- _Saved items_
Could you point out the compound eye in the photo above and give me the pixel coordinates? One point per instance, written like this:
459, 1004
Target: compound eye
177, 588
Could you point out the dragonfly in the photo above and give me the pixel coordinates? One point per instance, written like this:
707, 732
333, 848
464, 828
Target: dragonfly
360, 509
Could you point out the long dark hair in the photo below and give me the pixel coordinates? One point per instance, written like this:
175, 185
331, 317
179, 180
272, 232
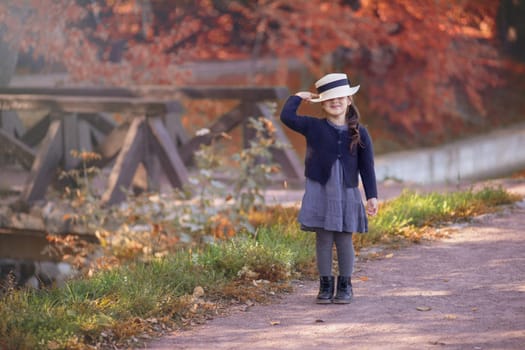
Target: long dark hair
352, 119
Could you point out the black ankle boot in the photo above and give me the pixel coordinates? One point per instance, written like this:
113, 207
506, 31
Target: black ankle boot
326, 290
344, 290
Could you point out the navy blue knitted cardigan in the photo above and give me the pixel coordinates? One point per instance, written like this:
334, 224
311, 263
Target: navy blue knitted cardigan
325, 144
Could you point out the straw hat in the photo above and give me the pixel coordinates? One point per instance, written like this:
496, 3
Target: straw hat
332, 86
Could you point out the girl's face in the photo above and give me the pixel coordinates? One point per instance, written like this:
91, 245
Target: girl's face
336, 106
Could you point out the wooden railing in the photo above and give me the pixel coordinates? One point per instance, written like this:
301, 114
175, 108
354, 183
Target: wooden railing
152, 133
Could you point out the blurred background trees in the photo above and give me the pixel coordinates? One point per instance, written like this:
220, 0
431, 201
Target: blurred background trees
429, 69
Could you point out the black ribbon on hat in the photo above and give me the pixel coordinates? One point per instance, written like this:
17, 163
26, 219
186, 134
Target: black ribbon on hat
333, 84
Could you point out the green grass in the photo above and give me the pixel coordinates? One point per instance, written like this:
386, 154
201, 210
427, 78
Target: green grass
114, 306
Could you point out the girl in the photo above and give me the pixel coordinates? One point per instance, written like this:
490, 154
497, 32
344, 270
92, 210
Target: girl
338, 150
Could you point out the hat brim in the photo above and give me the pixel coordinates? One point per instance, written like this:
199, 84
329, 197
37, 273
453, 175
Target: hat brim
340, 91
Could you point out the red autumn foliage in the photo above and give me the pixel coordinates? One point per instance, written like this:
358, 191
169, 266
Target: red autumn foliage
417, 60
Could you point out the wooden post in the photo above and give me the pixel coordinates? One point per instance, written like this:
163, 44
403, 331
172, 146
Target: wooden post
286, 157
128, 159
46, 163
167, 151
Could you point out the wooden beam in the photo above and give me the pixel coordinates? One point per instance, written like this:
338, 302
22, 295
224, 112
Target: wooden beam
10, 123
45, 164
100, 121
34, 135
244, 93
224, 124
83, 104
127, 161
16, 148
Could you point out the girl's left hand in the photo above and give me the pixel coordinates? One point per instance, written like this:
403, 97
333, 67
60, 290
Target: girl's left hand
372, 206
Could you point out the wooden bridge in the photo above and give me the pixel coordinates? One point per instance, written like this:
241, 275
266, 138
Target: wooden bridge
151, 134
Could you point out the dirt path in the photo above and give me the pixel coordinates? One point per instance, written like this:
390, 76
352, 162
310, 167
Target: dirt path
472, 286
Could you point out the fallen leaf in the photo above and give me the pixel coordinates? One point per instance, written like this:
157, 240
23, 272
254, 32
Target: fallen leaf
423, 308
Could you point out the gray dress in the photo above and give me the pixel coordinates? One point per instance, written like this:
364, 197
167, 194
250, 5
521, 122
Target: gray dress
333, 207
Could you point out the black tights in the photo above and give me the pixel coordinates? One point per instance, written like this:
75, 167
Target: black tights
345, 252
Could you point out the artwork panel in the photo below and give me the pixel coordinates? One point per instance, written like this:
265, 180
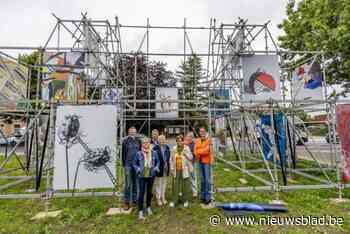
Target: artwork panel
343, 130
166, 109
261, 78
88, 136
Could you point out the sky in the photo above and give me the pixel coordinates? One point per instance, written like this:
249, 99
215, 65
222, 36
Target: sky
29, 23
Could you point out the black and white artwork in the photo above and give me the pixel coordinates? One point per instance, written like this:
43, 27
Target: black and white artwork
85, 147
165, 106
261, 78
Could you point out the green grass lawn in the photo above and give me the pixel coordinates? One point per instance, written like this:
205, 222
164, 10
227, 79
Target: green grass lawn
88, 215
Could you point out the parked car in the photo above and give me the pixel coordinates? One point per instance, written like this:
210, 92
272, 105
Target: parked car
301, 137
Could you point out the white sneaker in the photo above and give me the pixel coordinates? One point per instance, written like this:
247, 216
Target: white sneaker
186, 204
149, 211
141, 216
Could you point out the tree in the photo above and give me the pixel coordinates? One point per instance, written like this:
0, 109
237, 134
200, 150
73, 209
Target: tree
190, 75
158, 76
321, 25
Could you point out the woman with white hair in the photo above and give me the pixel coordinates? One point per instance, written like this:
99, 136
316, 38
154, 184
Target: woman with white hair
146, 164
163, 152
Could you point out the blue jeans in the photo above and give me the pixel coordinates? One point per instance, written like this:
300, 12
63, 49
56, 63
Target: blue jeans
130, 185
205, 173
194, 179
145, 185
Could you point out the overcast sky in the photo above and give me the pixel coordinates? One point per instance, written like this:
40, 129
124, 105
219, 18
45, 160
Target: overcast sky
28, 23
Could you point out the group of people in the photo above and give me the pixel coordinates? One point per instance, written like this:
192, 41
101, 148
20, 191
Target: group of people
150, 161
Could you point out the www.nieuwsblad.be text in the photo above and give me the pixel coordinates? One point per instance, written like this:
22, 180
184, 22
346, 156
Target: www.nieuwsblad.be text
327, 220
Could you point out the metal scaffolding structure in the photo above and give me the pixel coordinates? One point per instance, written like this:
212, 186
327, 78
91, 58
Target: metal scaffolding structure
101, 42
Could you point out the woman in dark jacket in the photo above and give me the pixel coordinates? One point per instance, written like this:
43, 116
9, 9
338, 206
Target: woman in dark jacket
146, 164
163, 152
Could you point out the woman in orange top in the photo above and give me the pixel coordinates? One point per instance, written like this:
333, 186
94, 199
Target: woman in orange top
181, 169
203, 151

- _Given instruction_
Give all of the material above as a numbered list, skipping blank lines and leaving out the pictures.

- _Exercise response_
1. Could you point out the compound eye in the photo above and give me the pixel coordinates? One point per instance, written like this:
2. 459, 1004
3. Target: compound eye
4. 177, 588
5. Could you point out the dragonfly in the photo above and give me the pixel coordinates? One point per instance, written like this:
6. 707, 732
7. 333, 848
8. 464, 828
9. Target: dragonfly
10. 360, 509
11. Could you point out the long dark hair in the photo below and give me the pixel coordinates? One point per instance, written like this:
12. 175, 185
13. 331, 317
14. 179, 180
15. 272, 232
16. Target: long dark hair
17. 352, 119
18. Could you point out the black ankle boot in the photo above and give me the pixel coordinates? One point per instance, written like this:
19. 113, 207
20. 506, 31
21. Target: black ankle boot
22. 326, 290
23. 344, 290
24. Could you point out the navy blue knitted cardigan in the photo above and give me the pixel coordinates? One point per instance, written like this:
25. 334, 224
26. 311, 263
27. Target: navy blue knitted cardigan
28. 325, 144
29. Could you point out the straw hat in the photo above and give me the pixel coordinates? One point per instance, written like this:
30. 496, 3
31. Target: straw hat
32. 332, 86
33. Could you point out the girl's face in the photo above and give me the pixel coordinates? One point per instance, written like this:
34. 91, 245
35. Target: girl's face
36. 336, 106
37. Could you point out the wooden railing in the photo above and give me the pixel coordinates? One point per instance, written like this:
38. 301, 114
39. 175, 108
40. 354, 183
41. Target: wooden railing
42. 152, 133
43. Could you point out the blurred background trees in the photo above and give me the pixel coordinates? One point per instance, written like this:
44. 220, 0
45. 431, 201
46. Target: blurred background trees
47. 429, 69
48. Could you point out the black ribbon on hat in the photo above and give me the pixel coordinates? One point per instance, written like this:
49. 17, 163
50. 26, 219
51. 186, 134
52. Target: black ribbon on hat
53. 333, 84
54. Could you point out the green grass in the photo above and give me the pixel coordinates? One point per instance, written like this:
55. 386, 154
56. 201, 210
57. 427, 78
58. Target: green grass
59. 114, 306
60. Could you point out the girl in the photo above and give me the pixel coordinates? One point per instance, written like this:
61. 490, 154
62. 497, 32
63. 344, 270
64. 92, 210
65. Target: girl
66. 338, 150
67. Could you point out the hat brim in the photo above and give me the pixel coordinates? One point per instance, written like this:
68. 199, 84
69. 329, 197
70. 37, 273
71. 453, 175
72. Target: hat brim
73. 340, 91
74. Could you point out the red autumn foliage in the photo above and give me the pixel coordinates? One point per instance, written like this:
75. 358, 191
76. 169, 266
77. Target: red autumn foliage
78. 417, 60
79. Could you point out the wooden post in the photo above and give me the pixel coordinates? One point per instance, written like this:
80. 163, 44
81. 403, 331
82. 172, 146
83. Target: wooden post
84. 286, 157
85. 128, 159
86. 46, 163
87. 167, 151
88. Could you point out the wooden beam in the photo above and give me the pixel coordinates? One point per instance, written like this:
89. 338, 302
90. 22, 295
91. 224, 112
92. Target: wooden beam
93. 10, 123
94. 45, 164
95. 100, 121
96. 34, 135
97. 244, 93
98. 224, 124
99. 83, 104
100. 127, 161
101. 16, 148
102. Could you point out the girl's left hand in the photo above and give me the pixel coordinates? One point per instance, written like this:
103. 403, 97
104. 333, 67
105. 60, 290
106. Target: girl's left hand
107. 372, 206
108. Could you point out the wooden bridge in the photo above and give me the pixel coordinates? One point per instance, written like this:
109. 241, 275
110. 266, 138
111. Target: wooden bridge
112. 151, 134
113. Could you point out the dirt path in the photo above and give me the pixel coordinates? One point per instance, written like this:
114. 390, 76
115. 352, 162
116. 310, 167
117. Target: dirt path
118. 472, 286
119. Could you point out the fallen leaf in the photo above and give me the pixel coordinates? One point per instance, written like this:
120. 157, 240
121. 23, 272
122. 254, 32
123. Target: fallen leaf
124. 423, 308
125. Could you point out the gray dress in the photo above and give me the pixel coordinates? One point per instance, written like this:
126. 364, 197
127. 167, 194
128. 250, 5
129. 521, 122
130. Target: gray dress
131. 333, 207
132. Could you point out the black tights in the photo above and give me the pixel coordinates? One point per instance, written like this:
133. 75, 167
134. Target: black tights
135. 345, 252
136. Could you point out the artwork panel in the photo below and give me the pixel coordinates? One point per instance, written like this:
137. 265, 180
138. Target: artwork panel
139. 343, 130
140. 166, 109
141. 261, 78
142. 88, 136
143. Could you point out the sky in the photo above and give me the pixel coordinates? One point per instance, written like this:
144. 249, 99
145. 215, 65
146. 222, 36
147. Target: sky
148. 29, 23
149. Could you point out the black and white artwork in the photo above and give me the pixel coordinates? One point per instance, written like this:
150. 43, 27
151. Target: black and white artwork
152. 85, 147
153. 165, 106
154. 261, 78
155. Could you point out the green grass lawn in the photo above and give me the pixel coordinates? One point per instance, written like this:
156. 205, 222
157. 164, 10
158. 227, 79
159. Target: green grass lawn
160. 88, 215
161. Could you point out the parked car in the photo above and give me the pixel coordinates? One point per instance, written like this:
162. 210, 92
163. 272, 105
164. Target: parked car
165. 301, 137
166. Could you point out the white sneaker in the photo above and give me the pixel coordinates? One point per instance, written like this:
167. 247, 216
168. Target: white sneaker
169. 186, 204
170. 149, 211
171. 141, 216
172. Could you point out the tree in the photo above and give me the pixel coordinates? One point per instance, written like this:
173. 0, 109
174. 237, 134
175. 200, 150
176. 73, 209
177. Target: tree
178. 190, 75
179. 158, 76
180. 321, 25
181. Could you point out the woman with white hair in the photo above and give me the pixel coordinates? One point per instance, written like this:
182. 99, 136
183. 316, 38
184. 154, 184
185. Target: woman with white hair
186. 146, 164
187. 163, 152
188. Could you point out the blue jeans in the photo above and give me the pixel coordinates? One point per instance, written like this:
189. 300, 12
190. 63, 49
191. 56, 63
192. Target: blue jeans
193. 130, 185
194. 205, 173
195. 194, 179
196. 145, 185
197. Could you point out the overcast sky in the photo above and give me the pixel coordinates? One point per instance, written like this:
198. 40, 129
199. 124, 105
200. 219, 18
201. 45, 160
202. Target: overcast sky
203. 28, 23
204. Could you point out the group of people in the photo above and give me the pixel coordinates? One point per instance, written like this:
205. 192, 41
206. 101, 148
207. 20, 191
208. Target: group of people
209. 150, 161
210. Could you point out the www.nieuwsblad.be text in the photo above and give me the pixel coordinates? One point per instance, written like this:
211. 22, 180
212. 184, 22
213. 346, 156
214. Target: www.nieuwsblad.be text
215. 327, 220
216. Could you point out the metal scaffolding structure in the photo above and give me the pixel coordinates? One point per instance, written like this:
217. 212, 186
218. 327, 78
219. 91, 58
220. Target: metal scaffolding structure
221. 101, 42
222. Could you point out the woman in dark jacket in the photo above and give me the pixel coordinates? One point per instance, written like this:
223. 43, 116
224. 9, 9
225. 338, 206
226. Target: woman in dark jacket
227. 146, 164
228. 163, 152
229. Could you point out the woman in orange top in the photo above and give me the pixel coordinates? One point per instance, written like this:
230. 333, 186
231. 94, 199
232. Target: woman in orange top
233. 181, 169
234. 203, 151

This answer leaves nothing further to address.